╭─ Information supplied

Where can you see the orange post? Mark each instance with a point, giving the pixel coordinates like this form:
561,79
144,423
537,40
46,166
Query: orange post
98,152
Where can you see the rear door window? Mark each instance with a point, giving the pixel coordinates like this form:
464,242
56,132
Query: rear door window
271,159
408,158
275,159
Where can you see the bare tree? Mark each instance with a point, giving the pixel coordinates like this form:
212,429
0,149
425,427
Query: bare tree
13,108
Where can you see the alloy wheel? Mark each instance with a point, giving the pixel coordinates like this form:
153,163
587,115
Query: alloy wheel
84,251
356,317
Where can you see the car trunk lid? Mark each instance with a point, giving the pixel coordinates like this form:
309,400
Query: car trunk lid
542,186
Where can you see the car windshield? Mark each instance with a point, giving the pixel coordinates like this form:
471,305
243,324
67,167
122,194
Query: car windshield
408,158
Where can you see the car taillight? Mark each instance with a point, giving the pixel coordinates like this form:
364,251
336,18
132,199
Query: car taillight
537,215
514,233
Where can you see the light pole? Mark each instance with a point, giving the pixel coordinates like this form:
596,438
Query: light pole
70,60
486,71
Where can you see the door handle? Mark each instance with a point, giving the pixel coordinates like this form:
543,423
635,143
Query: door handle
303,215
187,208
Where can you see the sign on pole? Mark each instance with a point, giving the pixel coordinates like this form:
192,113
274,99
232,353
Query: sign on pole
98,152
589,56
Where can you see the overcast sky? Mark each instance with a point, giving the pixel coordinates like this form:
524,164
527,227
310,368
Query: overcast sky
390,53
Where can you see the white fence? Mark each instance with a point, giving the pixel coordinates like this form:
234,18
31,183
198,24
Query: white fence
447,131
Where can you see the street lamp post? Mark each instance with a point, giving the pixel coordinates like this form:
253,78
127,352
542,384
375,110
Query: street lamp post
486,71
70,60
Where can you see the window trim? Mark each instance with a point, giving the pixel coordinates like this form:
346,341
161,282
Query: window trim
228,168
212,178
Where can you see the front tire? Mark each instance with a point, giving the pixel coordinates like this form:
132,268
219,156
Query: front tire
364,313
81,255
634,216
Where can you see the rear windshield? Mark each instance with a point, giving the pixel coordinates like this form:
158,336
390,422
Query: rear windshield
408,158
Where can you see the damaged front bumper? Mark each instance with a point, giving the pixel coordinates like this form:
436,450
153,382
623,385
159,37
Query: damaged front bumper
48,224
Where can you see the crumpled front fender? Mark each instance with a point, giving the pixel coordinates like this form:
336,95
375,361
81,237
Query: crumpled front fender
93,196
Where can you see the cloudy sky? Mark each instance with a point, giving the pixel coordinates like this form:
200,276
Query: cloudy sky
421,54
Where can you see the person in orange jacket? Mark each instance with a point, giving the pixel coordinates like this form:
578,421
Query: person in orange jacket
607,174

╰─

Exercise: Set down, word for word, each line from the top of the records above through the line with "Where can you see the door".

Answer to the exercise:
Where can you see the orange post? Mark each instance with a point, giving the pixel coordinates like this form:
561,79
144,423
537,40
46,166
Query: orange post
98,152
Where can you see the rear door window? Mark each instance with a point, giving the pixel coordinates like this form:
464,242
56,132
Query: rear door window
271,159
408,158
275,159
Where can you see the bare tree? Mark each instance with a point, giving the pixel coordinates like this form:
212,429
0,149
425,427
Query: bare tree
13,108
Where can you see the alloy wheel? Mark each instance with a point, giving the pixel coordinates like this form:
153,163
587,115
Query: alloy wheel
84,251
356,317
Where can you see the car trunk lid? Mark each instance with a point, giving the pixel coordinates like this form:
309,400
Query: car trunk lid
542,186
Where can you see the car windshield? Mark each instance with a point, giving the pixel coordinates like this form:
471,305
243,324
67,167
122,194
Query: car windshield
408,158
Where can you see the car taillight? Mark each instance with a point, giving the pixel coordinates like this form:
364,251
336,18
132,199
Query: car taillight
537,215
514,233
Where can you see the light pole? Mark each instance with a point, giving the pixel coordinates like this form:
596,438
Query: light pole
70,60
486,71
Where can you see the door handle? Mark each instance with a point, giving the pixel coordinates like this form:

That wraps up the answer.